◆ Phrase grounding data ◆
-- Opening Marker --
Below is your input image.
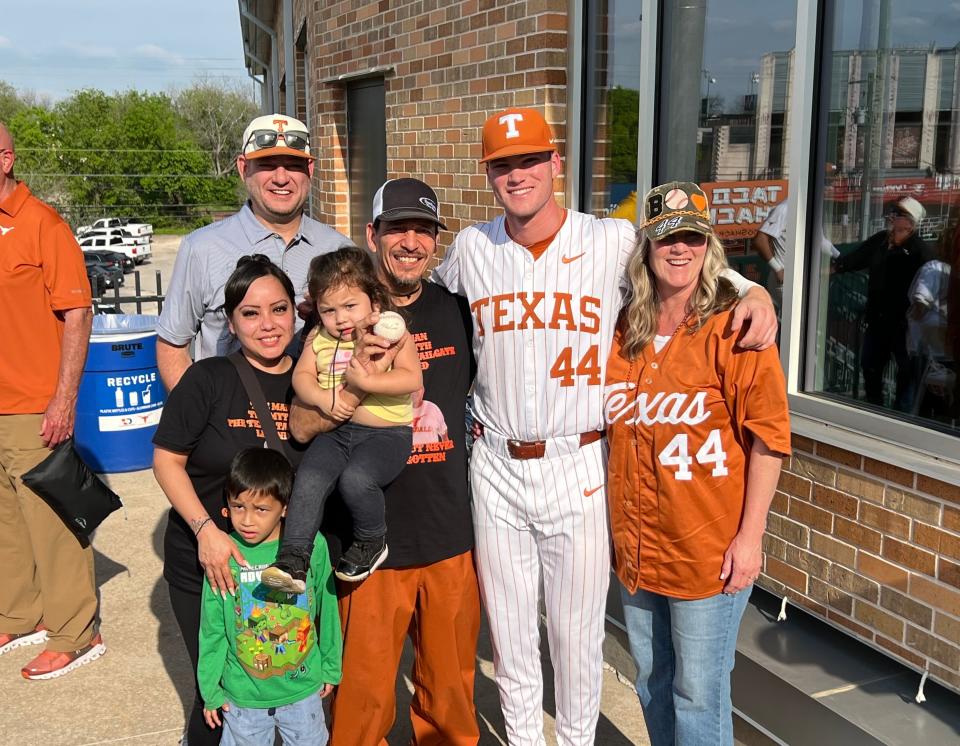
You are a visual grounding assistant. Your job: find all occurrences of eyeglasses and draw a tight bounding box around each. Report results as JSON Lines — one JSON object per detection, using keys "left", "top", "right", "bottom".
{"left": 244, "top": 129, "right": 310, "bottom": 153}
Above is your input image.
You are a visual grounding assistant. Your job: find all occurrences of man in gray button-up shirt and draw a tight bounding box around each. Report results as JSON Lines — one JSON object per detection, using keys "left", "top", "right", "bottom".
{"left": 156, "top": 113, "right": 352, "bottom": 390}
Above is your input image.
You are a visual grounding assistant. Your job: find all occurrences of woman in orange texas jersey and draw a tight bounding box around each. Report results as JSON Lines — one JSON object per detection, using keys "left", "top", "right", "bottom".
{"left": 604, "top": 181, "right": 791, "bottom": 746}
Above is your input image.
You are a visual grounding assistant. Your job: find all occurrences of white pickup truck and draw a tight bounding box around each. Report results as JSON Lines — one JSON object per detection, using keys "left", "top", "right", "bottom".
{"left": 78, "top": 233, "right": 152, "bottom": 264}
{"left": 77, "top": 217, "right": 153, "bottom": 238}
{"left": 80, "top": 226, "right": 151, "bottom": 247}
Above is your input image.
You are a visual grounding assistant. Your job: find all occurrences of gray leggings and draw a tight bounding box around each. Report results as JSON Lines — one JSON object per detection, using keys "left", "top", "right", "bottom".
{"left": 284, "top": 422, "right": 411, "bottom": 548}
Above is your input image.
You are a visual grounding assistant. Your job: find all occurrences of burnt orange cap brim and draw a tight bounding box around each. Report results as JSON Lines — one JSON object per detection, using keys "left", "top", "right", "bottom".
{"left": 480, "top": 143, "right": 556, "bottom": 164}
{"left": 244, "top": 146, "right": 315, "bottom": 161}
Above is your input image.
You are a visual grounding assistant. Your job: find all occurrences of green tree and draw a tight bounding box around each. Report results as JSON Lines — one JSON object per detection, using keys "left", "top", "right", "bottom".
{"left": 0, "top": 81, "right": 25, "bottom": 124}
{"left": 175, "top": 80, "right": 259, "bottom": 177}
{"left": 2, "top": 81, "right": 255, "bottom": 229}
{"left": 6, "top": 106, "right": 64, "bottom": 207}
{"left": 608, "top": 86, "right": 640, "bottom": 184}
{"left": 52, "top": 89, "right": 232, "bottom": 228}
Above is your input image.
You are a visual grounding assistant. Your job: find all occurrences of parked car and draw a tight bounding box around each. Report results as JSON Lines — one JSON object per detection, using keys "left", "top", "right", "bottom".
{"left": 78, "top": 234, "right": 151, "bottom": 264}
{"left": 80, "top": 227, "right": 151, "bottom": 246}
{"left": 82, "top": 249, "right": 133, "bottom": 274}
{"left": 84, "top": 255, "right": 123, "bottom": 290}
{"left": 77, "top": 217, "right": 153, "bottom": 237}
{"left": 86, "top": 266, "right": 108, "bottom": 298}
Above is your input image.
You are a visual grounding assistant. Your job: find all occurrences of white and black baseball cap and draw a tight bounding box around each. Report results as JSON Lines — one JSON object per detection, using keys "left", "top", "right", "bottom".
{"left": 371, "top": 178, "right": 447, "bottom": 230}
{"left": 241, "top": 114, "right": 314, "bottom": 160}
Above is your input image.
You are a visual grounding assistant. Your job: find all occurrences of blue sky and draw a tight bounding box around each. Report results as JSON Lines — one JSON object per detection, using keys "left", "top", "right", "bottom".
{"left": 0, "top": 1, "right": 251, "bottom": 101}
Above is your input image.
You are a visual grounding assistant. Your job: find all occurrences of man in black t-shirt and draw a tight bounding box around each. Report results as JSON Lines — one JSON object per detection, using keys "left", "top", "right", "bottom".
{"left": 289, "top": 179, "right": 479, "bottom": 745}
{"left": 833, "top": 196, "right": 932, "bottom": 410}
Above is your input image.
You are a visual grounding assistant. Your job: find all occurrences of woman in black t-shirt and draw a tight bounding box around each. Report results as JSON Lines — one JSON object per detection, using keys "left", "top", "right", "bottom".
{"left": 153, "top": 255, "right": 304, "bottom": 746}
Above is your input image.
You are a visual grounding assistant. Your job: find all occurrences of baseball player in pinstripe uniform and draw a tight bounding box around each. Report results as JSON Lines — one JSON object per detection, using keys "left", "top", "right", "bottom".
{"left": 433, "top": 108, "right": 777, "bottom": 745}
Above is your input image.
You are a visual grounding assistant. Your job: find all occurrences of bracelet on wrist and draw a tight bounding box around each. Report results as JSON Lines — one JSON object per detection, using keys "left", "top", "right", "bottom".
{"left": 193, "top": 517, "right": 213, "bottom": 537}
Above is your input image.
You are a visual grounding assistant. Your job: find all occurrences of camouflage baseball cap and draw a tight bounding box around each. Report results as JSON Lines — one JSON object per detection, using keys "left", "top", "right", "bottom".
{"left": 640, "top": 181, "right": 713, "bottom": 241}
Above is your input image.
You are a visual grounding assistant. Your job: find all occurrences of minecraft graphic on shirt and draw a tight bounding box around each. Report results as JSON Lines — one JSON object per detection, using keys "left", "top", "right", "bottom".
{"left": 232, "top": 563, "right": 314, "bottom": 680}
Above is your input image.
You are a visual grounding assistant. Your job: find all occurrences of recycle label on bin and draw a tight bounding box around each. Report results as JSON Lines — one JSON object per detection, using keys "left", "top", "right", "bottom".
{"left": 98, "top": 371, "right": 163, "bottom": 431}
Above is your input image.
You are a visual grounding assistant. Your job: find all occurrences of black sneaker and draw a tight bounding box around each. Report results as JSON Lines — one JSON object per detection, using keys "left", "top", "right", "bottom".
{"left": 260, "top": 546, "right": 312, "bottom": 594}
{"left": 335, "top": 538, "right": 388, "bottom": 582}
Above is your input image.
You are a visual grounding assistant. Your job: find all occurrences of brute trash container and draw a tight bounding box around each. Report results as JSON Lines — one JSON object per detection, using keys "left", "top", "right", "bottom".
{"left": 75, "top": 314, "right": 165, "bottom": 472}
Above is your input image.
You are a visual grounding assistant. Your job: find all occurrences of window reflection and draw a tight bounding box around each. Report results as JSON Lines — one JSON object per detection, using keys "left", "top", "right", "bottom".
{"left": 583, "top": 0, "right": 642, "bottom": 219}
{"left": 656, "top": 2, "right": 798, "bottom": 311}
{"left": 813, "top": 1, "right": 959, "bottom": 433}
-- Closing Marker --
◆ Action item ◆
Only an exact copy of the entries, with no pictures, is expected as the answer.

◆ Exercise solution ◆
Below is your input image.
You are a visual grounding assistant. Your job: find all occurrences of eyeglasses and draw a tight bounding box around each. Report results as JSON Lines — one JSON object per detection, using keys "left", "top", "right", "bottom".
{"left": 244, "top": 129, "right": 310, "bottom": 153}
Above is your input image.
You are a visual grounding assistant. Your job: find all occurrences of man in gray button-up shirt and draw a tight bounding box around each. Report results as JSON Lines — one JSON object per detection, using keys "left", "top", "right", "bottom".
{"left": 156, "top": 113, "right": 352, "bottom": 390}
Above is your input image.
You are a visual grounding assistant. Your job: find all occurrences of woman in orange texas jersey and draw a tight bounding box around each. Report results as JSON Lines — one JSON object per detection, using keys "left", "top", "right", "bottom".
{"left": 604, "top": 181, "right": 791, "bottom": 746}
Above is your input image.
You are a visual grounding assistant. Your job: find all occurrences of white pickup truck and draw a tight bounding box around each. Report results as JSON Lines — one JSON object per detection, using keys "left", "top", "right", "bottom".
{"left": 78, "top": 233, "right": 152, "bottom": 264}
{"left": 77, "top": 217, "right": 153, "bottom": 238}
{"left": 80, "top": 226, "right": 151, "bottom": 247}
Above is your input image.
You are a visual grounding assistant. Your job: find all occurrences of gray leggings and draw a tight bounding box around each. Report results as JSON Lines — one JSON object per detection, using keys "left", "top", "right", "bottom".
{"left": 284, "top": 422, "right": 411, "bottom": 548}
Above is your input image.
You are a visual grounding assistant. Your job: find all occurrences of burnt orange cap brim and draw a tight bounding box around each. Report results as JSON Lines — one JSON object per detection, using keys "left", "top", "right", "bottom".
{"left": 480, "top": 143, "right": 556, "bottom": 164}
{"left": 244, "top": 146, "right": 315, "bottom": 161}
Above is your input image.
You are a visual grounding assistant. Your job: find all occurrences of green tree and draw a tight bounding box around each. Report results as JSON Lines — one JSON object per detection, using keys "left", "top", "right", "bottom".
{"left": 0, "top": 81, "right": 25, "bottom": 124}
{"left": 175, "top": 80, "right": 259, "bottom": 177}
{"left": 2, "top": 81, "right": 255, "bottom": 229}
{"left": 6, "top": 106, "right": 64, "bottom": 207}
{"left": 608, "top": 86, "right": 640, "bottom": 184}
{"left": 52, "top": 89, "right": 232, "bottom": 228}
Above is your input image.
You are a visual grounding assistant. Your job: find all occurrences of parked car and draw a tight bounding box around each. Report results as JSON Lines — one JSON object per detection, using keys "left", "top", "right", "bottom".
{"left": 78, "top": 234, "right": 151, "bottom": 264}
{"left": 80, "top": 227, "right": 151, "bottom": 246}
{"left": 82, "top": 249, "right": 133, "bottom": 274}
{"left": 84, "top": 255, "right": 123, "bottom": 290}
{"left": 77, "top": 217, "right": 153, "bottom": 237}
{"left": 86, "top": 266, "right": 108, "bottom": 298}
Above is your input image.
You are a visual grounding assistant. Your job: find all occurrences of white and black baseball cap and draw a tight bounding box around each. Report results as JSON Lines — one JSON object per detection, using keys "left", "top", "right", "bottom".
{"left": 371, "top": 178, "right": 447, "bottom": 230}
{"left": 241, "top": 114, "right": 314, "bottom": 160}
Above is your input image.
You are a visual grounding assistant. Your job: find all occurrences of blue sky and draw a tight bounding box around each. Report results as JSON Lines — one JSON object per detection, using keys "left", "top", "right", "bottom".
{"left": 0, "top": 1, "right": 251, "bottom": 101}
Above is your input image.
You are a visual grounding assistant. Your job: find all occurrences of man in black t-shirt and draw a tight bounding box around each. Report results as JSON Lines — one JSON object per detection, using keys "left", "top", "right", "bottom".
{"left": 289, "top": 179, "right": 479, "bottom": 745}
{"left": 833, "top": 196, "right": 932, "bottom": 410}
Above is your input image.
You are a visual grounding assistant. Your job: find all occurrences of woman in black t-shirt and draw a tight bounding box around each. Report results as JSON Lines — one JSON object per detection, using keys "left", "top", "right", "bottom".
{"left": 153, "top": 255, "right": 304, "bottom": 746}
Above is your input image.
You are a visual grounding assistant. Your job: find all occurrences of baseball player in pinstripe uniform and draw a tight bounding box around each. Report results as JSON Lines — one JSON object per detection, using keys "left", "top", "right", "bottom".
{"left": 433, "top": 108, "right": 777, "bottom": 745}
Above is your input image.
You are a visual grounding assistant. Your job: find all occurrences of bracelet on wrist and draw a tight bounding box around each. Report results as JSON Lines — one JSON object per detection, using keys "left", "top", "right", "bottom".
{"left": 193, "top": 517, "right": 213, "bottom": 537}
Above is your input image.
You are a visual grounding assistant. Your job: find all occurrences of camouflage baseball cap and draw a tight bounding box around each. Report results as JSON Lines — one JSON object per detection, using keys "left", "top", "right", "bottom".
{"left": 640, "top": 181, "right": 713, "bottom": 241}
Above is your input image.
You are a visual grounding assistant. Your job: find all occurrences of minecraft graphic on shirt and draw a tight bounding box around each. Report results as JSON Lines — one JSON object per detection, using keys "left", "top", "right", "bottom".
{"left": 232, "top": 563, "right": 314, "bottom": 680}
Above is your input image.
You are a visual grounding assistant. Your job: find all occurrences of recycle label on bin and draw a tight bounding box around each. Report results as JSON Lines — one JSON object per detection, using keys "left", "top", "right", "bottom".
{"left": 98, "top": 371, "right": 163, "bottom": 431}
Above is your input image.
You are a visual grounding assistant. Your job: find all occurrences of black sneaker and draw a tight bounding box around each. Report results as JSON Lines — one JSON object per detection, using keys "left", "top", "right", "bottom".
{"left": 260, "top": 546, "right": 312, "bottom": 594}
{"left": 335, "top": 538, "right": 388, "bottom": 582}
Above is your input image.
You are a visual grounding assistant. Your job: find all occurrences of brute trash container and draw a tight bounding box around each. Report results as JSON Lines — one JSON object per detection, using keys "left", "top", "right", "bottom".
{"left": 75, "top": 314, "right": 165, "bottom": 472}
Above is your input image.
You are a visual grounding assistant. Your job: find all occurrences of window reflection and draw a tight bounding box around each. Report results as JSON Lines — one JSON object per detection, using keys "left", "top", "right", "bottom".
{"left": 583, "top": 0, "right": 642, "bottom": 219}
{"left": 656, "top": 2, "right": 798, "bottom": 311}
{"left": 813, "top": 1, "right": 959, "bottom": 433}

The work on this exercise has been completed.